*A run of records*:
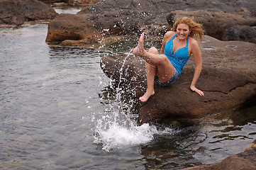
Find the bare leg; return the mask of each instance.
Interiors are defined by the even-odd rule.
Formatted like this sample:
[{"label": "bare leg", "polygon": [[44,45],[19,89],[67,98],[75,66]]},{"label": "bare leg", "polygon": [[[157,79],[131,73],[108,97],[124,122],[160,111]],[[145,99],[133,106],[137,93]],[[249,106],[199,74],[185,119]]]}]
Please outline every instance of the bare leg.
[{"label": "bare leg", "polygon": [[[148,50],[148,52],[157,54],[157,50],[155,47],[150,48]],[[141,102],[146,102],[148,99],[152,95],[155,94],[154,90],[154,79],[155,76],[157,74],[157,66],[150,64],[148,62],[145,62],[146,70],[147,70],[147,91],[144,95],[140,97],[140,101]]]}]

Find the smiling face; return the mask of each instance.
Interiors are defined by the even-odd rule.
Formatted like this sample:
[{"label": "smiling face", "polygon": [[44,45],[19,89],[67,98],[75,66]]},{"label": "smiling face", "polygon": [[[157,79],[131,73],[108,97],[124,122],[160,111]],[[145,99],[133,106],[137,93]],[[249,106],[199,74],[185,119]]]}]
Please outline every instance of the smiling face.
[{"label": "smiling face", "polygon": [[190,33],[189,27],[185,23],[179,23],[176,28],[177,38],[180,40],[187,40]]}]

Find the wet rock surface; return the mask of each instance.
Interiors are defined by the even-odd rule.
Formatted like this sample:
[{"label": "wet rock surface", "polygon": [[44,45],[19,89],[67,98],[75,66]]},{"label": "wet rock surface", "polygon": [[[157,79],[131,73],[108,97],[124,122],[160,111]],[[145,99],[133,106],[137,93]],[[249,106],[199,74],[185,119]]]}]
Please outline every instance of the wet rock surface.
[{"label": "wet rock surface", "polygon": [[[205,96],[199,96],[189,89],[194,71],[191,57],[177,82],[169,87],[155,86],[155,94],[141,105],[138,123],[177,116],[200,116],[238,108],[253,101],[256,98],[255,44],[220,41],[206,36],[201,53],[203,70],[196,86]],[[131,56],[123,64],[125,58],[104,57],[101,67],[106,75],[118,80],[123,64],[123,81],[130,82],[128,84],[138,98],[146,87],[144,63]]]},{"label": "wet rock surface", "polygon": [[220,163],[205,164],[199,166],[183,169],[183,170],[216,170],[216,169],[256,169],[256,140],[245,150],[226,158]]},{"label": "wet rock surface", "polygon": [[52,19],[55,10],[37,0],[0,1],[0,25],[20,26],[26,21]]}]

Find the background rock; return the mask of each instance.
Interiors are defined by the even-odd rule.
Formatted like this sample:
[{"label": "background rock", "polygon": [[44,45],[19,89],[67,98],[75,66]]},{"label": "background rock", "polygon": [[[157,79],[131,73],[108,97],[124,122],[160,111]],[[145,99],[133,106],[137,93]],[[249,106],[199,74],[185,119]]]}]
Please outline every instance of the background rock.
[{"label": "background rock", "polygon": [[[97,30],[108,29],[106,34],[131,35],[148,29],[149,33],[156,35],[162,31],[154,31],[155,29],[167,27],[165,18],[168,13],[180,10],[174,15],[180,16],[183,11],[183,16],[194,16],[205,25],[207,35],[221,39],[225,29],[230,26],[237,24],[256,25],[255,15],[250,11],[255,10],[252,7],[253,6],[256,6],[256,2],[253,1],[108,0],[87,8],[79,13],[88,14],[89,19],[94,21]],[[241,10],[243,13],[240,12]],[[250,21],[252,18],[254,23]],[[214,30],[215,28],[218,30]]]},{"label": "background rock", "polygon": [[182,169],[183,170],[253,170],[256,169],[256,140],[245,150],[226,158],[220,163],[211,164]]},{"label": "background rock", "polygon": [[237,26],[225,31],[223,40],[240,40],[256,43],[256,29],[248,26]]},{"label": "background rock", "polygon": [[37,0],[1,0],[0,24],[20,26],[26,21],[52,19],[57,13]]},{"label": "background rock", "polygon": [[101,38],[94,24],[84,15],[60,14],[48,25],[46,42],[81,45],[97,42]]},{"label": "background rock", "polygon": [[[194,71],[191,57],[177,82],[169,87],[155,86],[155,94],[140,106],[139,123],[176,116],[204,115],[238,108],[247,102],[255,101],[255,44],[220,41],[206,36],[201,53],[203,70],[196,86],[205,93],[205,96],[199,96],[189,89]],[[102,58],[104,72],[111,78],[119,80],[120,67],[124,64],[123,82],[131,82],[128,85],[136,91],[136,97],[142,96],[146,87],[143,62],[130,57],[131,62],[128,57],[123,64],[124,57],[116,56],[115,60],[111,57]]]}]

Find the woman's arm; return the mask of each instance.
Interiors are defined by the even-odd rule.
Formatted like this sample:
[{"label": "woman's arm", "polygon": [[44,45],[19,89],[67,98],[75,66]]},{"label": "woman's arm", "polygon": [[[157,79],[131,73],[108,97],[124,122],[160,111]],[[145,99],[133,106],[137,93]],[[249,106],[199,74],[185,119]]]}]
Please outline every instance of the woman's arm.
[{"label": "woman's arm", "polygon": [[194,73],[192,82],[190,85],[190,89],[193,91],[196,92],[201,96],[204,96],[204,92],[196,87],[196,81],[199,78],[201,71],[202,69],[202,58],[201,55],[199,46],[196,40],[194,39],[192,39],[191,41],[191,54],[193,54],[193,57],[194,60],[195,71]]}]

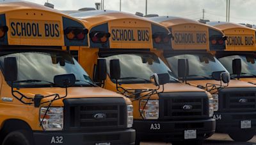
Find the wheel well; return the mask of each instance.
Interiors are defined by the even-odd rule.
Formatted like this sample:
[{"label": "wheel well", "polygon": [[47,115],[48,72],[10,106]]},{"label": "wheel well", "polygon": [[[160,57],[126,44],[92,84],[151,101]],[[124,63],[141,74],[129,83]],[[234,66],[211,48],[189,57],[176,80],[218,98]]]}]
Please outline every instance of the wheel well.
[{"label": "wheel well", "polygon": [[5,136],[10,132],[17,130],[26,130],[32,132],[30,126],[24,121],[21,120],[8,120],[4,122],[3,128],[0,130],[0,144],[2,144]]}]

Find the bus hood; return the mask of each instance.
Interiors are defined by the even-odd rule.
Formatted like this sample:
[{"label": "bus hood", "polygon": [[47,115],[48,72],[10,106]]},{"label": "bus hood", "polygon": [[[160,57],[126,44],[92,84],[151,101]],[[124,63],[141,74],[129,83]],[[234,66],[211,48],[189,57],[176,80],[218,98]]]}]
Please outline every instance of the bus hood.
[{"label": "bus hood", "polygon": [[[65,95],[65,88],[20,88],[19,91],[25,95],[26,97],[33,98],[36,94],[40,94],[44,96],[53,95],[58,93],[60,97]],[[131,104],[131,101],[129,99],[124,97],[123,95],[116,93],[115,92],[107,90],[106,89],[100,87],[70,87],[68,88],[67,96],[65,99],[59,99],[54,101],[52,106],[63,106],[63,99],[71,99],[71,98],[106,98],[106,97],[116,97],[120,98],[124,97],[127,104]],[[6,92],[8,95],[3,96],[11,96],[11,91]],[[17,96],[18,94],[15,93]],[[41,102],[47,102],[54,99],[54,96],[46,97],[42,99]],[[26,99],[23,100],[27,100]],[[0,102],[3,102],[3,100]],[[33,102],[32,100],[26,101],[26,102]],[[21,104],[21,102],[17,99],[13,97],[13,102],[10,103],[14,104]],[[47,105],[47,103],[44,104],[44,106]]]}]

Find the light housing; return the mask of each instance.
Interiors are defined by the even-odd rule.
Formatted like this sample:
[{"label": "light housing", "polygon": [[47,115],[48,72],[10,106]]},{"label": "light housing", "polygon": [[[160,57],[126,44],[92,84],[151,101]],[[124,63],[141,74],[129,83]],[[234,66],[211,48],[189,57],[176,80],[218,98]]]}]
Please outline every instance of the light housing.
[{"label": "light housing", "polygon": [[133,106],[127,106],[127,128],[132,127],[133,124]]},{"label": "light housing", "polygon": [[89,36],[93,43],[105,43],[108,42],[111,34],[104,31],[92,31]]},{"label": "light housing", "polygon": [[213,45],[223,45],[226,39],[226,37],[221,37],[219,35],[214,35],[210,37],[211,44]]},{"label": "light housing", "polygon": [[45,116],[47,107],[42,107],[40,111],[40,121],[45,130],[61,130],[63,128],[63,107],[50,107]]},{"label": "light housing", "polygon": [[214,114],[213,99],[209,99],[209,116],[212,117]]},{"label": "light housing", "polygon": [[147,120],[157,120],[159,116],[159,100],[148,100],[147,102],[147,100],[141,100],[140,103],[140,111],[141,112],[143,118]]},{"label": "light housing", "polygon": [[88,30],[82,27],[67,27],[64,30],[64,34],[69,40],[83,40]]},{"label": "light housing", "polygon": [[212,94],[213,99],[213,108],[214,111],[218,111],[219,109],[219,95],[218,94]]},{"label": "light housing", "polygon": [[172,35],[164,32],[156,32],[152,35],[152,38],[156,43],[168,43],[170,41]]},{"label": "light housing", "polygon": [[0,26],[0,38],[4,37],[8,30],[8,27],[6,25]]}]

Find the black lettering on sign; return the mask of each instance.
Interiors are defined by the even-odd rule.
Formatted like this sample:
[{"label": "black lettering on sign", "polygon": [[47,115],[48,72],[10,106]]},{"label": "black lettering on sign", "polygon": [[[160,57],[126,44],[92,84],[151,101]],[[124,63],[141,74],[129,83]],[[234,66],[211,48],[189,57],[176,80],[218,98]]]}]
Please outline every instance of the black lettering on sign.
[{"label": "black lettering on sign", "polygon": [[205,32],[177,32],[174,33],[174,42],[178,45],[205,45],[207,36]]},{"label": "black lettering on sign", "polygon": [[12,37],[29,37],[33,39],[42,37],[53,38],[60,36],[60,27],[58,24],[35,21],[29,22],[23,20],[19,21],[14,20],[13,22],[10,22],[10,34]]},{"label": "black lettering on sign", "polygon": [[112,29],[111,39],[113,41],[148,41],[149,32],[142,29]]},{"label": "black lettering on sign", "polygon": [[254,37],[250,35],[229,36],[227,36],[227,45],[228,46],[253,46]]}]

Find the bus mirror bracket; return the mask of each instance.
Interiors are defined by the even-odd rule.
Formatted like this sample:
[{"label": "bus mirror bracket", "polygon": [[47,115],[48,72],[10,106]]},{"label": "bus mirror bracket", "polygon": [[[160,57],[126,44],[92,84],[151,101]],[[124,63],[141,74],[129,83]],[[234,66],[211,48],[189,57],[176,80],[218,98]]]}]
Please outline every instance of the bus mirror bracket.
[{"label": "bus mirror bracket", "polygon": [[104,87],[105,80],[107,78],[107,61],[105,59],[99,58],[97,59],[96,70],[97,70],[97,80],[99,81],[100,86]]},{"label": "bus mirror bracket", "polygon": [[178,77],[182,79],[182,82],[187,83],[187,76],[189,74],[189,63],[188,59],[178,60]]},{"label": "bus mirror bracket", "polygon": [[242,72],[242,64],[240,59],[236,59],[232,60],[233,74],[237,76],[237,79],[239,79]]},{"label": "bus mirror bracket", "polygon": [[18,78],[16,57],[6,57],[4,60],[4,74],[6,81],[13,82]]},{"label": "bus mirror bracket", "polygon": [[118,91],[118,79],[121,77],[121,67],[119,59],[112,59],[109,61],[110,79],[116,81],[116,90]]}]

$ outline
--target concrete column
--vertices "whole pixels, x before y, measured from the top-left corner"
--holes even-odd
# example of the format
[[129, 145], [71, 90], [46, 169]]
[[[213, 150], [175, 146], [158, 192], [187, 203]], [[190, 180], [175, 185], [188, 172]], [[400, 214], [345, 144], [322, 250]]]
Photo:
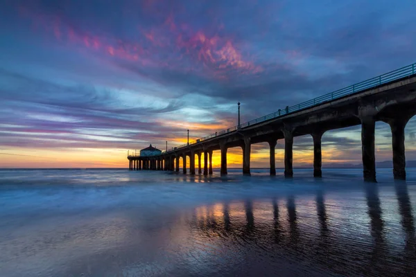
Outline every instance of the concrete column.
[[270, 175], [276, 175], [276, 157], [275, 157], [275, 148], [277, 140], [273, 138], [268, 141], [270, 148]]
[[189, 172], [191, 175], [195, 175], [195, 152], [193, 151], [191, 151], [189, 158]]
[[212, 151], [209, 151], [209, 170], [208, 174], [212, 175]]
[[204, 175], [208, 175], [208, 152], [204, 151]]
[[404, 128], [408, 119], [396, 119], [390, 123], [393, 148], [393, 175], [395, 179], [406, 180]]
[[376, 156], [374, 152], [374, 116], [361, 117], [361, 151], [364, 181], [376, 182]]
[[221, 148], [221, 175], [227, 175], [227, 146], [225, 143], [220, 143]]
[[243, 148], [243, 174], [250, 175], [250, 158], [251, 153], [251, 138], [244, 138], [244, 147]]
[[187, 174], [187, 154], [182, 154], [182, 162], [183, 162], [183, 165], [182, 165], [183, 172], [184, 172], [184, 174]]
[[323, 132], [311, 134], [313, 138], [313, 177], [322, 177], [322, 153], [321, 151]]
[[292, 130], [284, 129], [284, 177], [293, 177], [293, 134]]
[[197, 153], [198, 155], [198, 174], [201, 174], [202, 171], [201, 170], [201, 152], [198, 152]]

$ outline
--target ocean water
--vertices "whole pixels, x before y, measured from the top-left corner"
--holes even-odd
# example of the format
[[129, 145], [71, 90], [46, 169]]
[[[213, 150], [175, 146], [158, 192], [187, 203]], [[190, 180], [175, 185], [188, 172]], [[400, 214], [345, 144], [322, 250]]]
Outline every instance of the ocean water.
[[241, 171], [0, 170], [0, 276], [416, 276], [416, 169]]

*What you need to do*: Could you gather every line of the records above that contains the string "column"? Match case exactly.

*Answer to the exercise*:
--target concrete column
Outline every instance of the concrete column.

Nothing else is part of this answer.